'''

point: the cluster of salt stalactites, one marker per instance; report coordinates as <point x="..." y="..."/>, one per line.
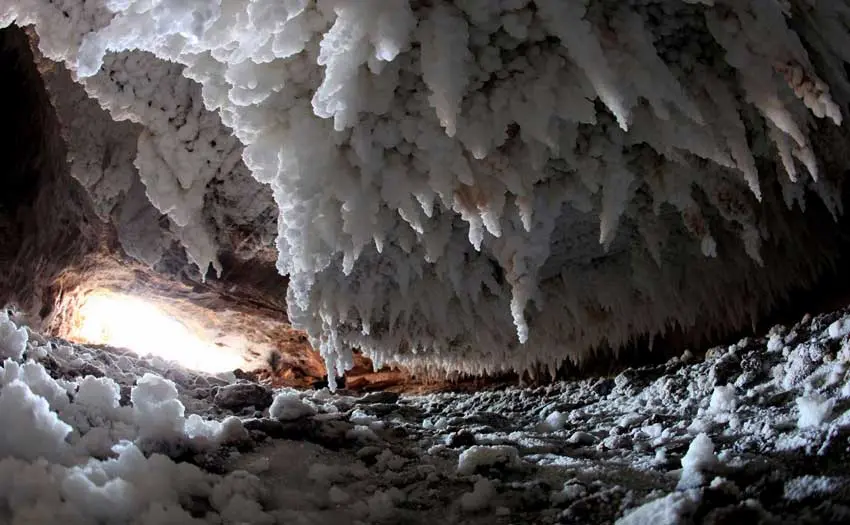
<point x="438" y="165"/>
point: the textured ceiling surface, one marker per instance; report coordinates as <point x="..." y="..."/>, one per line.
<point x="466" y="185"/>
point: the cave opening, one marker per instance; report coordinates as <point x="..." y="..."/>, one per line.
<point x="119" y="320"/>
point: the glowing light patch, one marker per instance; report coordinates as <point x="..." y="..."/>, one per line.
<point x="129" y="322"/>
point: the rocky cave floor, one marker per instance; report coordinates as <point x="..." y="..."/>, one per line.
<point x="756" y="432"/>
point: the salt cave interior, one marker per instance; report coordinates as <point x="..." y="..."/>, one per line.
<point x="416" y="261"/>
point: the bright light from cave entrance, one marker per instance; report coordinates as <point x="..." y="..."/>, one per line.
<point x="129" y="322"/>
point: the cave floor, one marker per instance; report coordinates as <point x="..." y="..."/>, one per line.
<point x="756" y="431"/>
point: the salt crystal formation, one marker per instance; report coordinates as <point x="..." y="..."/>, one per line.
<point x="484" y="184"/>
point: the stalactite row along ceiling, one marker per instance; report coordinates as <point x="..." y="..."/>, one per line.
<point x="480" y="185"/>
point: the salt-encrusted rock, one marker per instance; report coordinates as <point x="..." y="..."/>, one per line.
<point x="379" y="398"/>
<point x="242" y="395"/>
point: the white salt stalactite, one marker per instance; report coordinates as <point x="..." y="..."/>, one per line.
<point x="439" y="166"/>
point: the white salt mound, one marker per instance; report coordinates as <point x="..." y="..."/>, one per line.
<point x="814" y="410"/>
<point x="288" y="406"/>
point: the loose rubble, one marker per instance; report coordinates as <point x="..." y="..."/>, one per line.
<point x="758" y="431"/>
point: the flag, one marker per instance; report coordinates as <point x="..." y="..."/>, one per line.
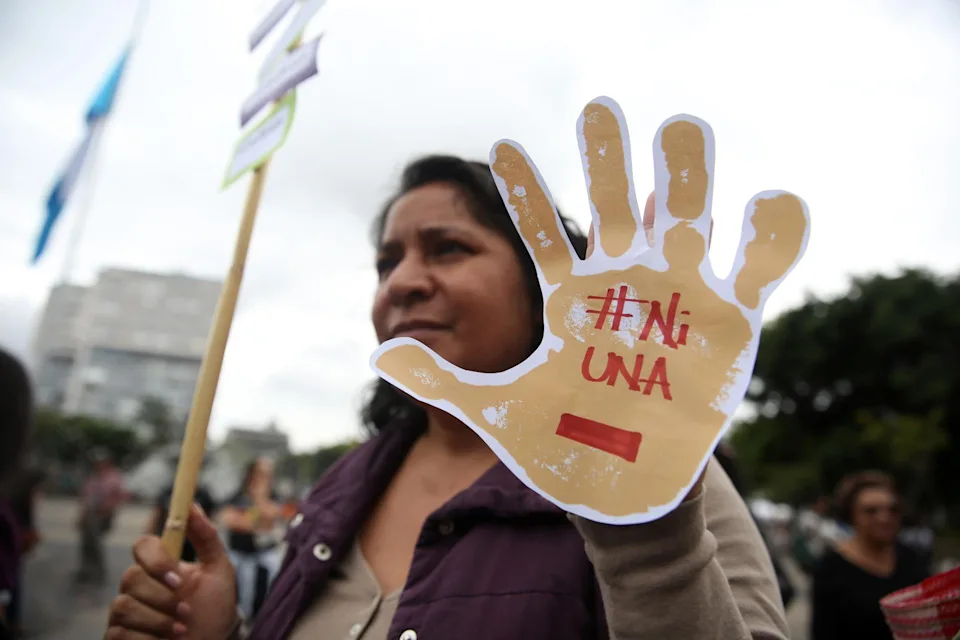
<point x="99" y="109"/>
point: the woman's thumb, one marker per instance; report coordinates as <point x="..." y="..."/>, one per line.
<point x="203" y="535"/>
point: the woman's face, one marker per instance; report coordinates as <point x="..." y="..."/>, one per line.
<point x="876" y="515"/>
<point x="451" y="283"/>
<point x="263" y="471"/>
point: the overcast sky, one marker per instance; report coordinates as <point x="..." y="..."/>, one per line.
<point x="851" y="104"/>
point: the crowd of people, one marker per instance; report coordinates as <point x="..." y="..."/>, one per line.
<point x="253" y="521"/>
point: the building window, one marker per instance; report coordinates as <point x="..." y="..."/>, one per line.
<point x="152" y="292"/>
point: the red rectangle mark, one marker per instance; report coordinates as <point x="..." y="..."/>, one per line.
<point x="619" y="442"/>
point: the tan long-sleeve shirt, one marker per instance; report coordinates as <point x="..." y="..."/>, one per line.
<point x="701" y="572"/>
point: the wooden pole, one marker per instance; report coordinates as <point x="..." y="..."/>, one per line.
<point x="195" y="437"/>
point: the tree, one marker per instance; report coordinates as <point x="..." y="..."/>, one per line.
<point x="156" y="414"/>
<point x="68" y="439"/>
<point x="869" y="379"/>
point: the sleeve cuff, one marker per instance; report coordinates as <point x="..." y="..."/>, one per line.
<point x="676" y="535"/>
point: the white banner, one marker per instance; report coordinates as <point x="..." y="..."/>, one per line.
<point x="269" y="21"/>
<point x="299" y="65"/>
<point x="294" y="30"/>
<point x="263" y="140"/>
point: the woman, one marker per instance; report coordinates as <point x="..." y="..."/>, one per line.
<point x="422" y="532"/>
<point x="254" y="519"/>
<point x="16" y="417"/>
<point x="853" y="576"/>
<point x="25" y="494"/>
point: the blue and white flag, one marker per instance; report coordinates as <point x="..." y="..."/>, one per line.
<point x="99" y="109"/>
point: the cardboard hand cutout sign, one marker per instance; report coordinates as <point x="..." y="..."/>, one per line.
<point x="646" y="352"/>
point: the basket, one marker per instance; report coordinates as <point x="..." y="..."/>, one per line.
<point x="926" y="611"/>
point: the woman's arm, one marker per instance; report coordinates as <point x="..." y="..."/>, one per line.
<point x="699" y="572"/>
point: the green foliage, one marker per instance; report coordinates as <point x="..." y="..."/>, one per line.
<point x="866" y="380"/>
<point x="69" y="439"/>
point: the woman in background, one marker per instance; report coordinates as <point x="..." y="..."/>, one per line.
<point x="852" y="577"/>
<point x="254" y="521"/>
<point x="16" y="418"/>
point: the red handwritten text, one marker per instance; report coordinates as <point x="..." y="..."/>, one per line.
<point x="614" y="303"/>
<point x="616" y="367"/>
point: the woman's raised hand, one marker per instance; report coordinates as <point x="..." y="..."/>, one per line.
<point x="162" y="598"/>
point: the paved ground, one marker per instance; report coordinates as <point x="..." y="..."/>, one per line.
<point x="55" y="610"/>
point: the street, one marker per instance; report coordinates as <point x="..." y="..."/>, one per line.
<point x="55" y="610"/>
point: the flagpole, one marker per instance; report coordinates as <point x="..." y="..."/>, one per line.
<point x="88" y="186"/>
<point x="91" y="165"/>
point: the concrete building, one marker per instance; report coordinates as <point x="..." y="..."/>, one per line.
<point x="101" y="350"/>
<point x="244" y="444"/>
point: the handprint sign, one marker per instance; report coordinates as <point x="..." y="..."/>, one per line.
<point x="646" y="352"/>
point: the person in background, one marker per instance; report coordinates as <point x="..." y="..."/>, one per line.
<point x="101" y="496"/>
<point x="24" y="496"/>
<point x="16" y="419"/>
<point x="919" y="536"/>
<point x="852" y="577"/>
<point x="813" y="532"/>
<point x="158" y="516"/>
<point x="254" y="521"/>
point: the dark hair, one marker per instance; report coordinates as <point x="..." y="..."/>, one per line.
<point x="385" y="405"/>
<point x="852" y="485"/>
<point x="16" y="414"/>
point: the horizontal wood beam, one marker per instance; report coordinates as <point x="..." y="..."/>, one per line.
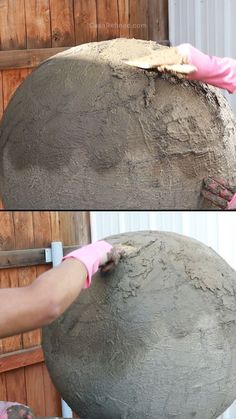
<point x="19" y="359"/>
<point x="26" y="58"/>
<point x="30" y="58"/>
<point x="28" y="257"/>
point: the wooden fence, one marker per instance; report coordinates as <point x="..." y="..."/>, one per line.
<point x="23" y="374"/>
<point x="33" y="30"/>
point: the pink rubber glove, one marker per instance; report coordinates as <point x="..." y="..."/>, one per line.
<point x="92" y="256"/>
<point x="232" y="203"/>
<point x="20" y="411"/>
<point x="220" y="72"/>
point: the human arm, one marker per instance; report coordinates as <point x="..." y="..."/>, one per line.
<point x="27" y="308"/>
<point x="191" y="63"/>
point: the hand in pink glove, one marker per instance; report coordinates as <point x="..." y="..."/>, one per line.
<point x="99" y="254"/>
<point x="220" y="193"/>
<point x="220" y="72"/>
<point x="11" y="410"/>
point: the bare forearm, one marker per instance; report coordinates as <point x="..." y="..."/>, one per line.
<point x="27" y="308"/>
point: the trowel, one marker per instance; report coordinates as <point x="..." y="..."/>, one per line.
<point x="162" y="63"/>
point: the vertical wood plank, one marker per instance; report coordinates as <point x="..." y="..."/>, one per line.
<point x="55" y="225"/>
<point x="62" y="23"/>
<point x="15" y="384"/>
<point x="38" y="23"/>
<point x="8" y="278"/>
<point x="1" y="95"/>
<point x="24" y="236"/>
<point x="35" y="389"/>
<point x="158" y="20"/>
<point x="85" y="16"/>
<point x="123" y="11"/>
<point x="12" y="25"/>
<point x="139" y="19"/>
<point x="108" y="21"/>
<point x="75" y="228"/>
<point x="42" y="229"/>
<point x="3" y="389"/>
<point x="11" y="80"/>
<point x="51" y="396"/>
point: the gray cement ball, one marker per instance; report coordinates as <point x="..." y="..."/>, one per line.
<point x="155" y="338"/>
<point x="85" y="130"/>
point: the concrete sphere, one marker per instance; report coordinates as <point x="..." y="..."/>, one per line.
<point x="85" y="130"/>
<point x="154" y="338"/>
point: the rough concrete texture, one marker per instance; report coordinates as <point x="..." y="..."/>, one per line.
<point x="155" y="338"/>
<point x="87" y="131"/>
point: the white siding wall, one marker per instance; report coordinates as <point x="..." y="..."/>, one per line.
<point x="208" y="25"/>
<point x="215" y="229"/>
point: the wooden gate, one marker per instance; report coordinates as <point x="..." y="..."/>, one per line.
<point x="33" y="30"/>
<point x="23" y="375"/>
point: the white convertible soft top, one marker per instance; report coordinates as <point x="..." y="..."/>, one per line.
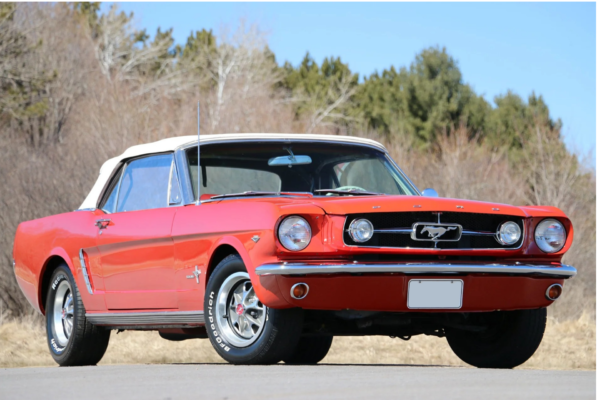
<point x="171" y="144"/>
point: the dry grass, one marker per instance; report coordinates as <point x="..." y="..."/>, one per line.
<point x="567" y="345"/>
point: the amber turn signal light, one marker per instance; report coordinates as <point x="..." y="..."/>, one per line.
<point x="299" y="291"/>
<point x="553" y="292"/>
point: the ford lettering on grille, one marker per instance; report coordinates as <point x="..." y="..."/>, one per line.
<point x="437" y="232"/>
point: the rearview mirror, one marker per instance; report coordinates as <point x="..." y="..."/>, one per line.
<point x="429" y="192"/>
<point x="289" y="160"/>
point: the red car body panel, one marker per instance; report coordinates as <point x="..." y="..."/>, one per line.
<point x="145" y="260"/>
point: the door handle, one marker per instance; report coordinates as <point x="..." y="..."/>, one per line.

'''

> [Given instruction] Look above for the line containing "point: the ford", then transcribe it and all lines after it through the last, exactly and with nothing else.

> [Correct response]
point: the ford lettering on grille, one marker per instance; report coordinates as <point x="..." y="..."/>, one per line.
<point x="437" y="232"/>
point: the rearview mirror, one marker per instance; report coordinates as <point x="..." y="..."/>, one per line.
<point x="429" y="192"/>
<point x="289" y="160"/>
point: the red car body panel, one marker per instance; report coordinates as <point x="..." y="..."/>, one per line.
<point x="145" y="260"/>
point: the door handle, one marker per instance; report coordinates as <point x="..." y="..."/>, one per line.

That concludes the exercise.